** Supplied information follows **
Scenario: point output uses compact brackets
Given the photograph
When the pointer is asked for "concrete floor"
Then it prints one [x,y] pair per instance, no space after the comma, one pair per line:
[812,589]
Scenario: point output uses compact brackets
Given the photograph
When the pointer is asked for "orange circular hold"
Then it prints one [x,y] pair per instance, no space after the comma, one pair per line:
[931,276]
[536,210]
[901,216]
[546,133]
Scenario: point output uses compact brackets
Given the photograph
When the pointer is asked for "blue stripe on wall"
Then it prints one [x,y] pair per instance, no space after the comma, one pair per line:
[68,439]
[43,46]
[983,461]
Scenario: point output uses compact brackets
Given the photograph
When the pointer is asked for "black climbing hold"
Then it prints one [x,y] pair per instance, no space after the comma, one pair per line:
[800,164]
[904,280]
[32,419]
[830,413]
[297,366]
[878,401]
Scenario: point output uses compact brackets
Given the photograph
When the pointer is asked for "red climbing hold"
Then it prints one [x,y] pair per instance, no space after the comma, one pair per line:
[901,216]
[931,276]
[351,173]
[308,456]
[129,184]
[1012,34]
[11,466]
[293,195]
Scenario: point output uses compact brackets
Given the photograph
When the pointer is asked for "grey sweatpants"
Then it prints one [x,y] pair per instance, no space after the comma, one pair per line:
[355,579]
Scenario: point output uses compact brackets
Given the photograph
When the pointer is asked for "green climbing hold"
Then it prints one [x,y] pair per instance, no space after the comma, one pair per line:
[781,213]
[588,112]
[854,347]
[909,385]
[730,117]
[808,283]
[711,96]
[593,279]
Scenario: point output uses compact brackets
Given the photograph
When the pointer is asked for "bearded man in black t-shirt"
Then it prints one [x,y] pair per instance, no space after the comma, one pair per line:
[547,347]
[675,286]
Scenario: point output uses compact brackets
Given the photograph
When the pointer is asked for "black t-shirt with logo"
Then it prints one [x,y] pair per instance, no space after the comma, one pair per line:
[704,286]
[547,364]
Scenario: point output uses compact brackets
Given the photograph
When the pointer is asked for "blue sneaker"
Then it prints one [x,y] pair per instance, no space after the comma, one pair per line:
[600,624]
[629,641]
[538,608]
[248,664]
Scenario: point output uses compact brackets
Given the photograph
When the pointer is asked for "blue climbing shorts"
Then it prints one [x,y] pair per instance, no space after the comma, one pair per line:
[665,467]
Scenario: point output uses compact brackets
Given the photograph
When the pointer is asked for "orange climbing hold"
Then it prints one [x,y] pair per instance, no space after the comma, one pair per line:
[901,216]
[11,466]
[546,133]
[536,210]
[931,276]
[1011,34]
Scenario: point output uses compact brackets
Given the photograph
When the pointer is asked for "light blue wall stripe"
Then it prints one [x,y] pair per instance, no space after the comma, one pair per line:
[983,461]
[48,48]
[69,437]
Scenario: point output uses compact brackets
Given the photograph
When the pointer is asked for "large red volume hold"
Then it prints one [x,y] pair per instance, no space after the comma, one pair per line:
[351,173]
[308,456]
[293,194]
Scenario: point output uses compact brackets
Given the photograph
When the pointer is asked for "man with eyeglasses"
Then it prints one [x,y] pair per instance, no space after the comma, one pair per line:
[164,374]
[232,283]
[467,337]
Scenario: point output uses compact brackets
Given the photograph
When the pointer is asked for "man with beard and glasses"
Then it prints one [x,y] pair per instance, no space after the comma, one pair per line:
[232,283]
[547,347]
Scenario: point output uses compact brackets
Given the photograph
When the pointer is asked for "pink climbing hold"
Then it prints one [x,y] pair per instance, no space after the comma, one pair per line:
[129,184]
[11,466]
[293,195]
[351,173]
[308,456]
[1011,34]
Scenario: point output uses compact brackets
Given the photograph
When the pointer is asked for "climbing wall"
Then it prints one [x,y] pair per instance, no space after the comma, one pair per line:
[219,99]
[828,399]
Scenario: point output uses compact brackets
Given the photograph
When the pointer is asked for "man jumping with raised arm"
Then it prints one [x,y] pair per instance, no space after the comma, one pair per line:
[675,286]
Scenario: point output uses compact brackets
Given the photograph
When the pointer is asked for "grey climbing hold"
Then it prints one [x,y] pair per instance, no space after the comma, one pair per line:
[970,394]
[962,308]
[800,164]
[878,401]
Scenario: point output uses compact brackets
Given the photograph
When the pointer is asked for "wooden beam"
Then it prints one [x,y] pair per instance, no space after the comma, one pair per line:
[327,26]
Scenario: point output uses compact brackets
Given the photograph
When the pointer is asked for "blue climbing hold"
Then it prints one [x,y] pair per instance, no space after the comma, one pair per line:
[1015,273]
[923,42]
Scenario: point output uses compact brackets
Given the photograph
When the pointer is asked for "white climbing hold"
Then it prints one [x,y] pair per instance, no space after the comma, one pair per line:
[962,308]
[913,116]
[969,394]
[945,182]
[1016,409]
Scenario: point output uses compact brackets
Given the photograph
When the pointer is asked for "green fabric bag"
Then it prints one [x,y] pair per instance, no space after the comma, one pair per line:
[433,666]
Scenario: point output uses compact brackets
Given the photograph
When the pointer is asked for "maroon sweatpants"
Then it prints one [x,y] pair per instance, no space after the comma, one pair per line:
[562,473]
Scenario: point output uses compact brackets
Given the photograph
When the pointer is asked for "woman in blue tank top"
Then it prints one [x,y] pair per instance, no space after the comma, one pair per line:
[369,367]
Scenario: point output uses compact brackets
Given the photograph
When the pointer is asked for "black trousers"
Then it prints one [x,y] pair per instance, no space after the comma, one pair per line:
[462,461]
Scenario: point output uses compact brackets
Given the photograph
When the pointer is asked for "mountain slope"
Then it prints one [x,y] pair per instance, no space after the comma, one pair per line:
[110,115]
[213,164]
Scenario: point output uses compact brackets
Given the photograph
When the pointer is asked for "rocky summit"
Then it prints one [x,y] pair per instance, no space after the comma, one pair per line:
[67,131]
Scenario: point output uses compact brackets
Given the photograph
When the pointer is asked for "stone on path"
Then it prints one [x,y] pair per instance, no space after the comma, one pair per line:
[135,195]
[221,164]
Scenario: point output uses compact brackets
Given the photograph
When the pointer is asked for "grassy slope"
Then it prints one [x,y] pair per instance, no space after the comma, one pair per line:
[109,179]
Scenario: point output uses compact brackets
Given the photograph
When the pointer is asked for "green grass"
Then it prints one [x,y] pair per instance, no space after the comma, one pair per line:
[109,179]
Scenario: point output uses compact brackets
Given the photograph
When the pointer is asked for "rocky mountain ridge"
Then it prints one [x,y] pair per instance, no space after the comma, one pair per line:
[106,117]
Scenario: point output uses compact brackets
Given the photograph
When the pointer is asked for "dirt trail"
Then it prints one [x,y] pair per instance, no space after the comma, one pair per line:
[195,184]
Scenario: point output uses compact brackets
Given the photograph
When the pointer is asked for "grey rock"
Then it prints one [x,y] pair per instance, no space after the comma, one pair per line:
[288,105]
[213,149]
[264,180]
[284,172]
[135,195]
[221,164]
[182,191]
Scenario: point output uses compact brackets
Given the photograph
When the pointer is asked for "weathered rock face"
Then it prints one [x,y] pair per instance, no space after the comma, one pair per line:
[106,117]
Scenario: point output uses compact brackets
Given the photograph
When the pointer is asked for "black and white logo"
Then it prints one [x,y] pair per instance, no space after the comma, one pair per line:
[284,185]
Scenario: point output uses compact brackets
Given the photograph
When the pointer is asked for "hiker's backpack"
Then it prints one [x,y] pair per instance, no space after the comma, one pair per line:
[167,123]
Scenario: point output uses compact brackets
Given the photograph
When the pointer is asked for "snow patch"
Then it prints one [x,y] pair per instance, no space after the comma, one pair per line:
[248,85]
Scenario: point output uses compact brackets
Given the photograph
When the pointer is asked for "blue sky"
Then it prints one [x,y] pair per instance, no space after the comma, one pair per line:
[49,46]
** End of Supplied information **
Work to complete: Within the records, tally every line that contains the word "grey". Only the resulting number should be given.

Response: 3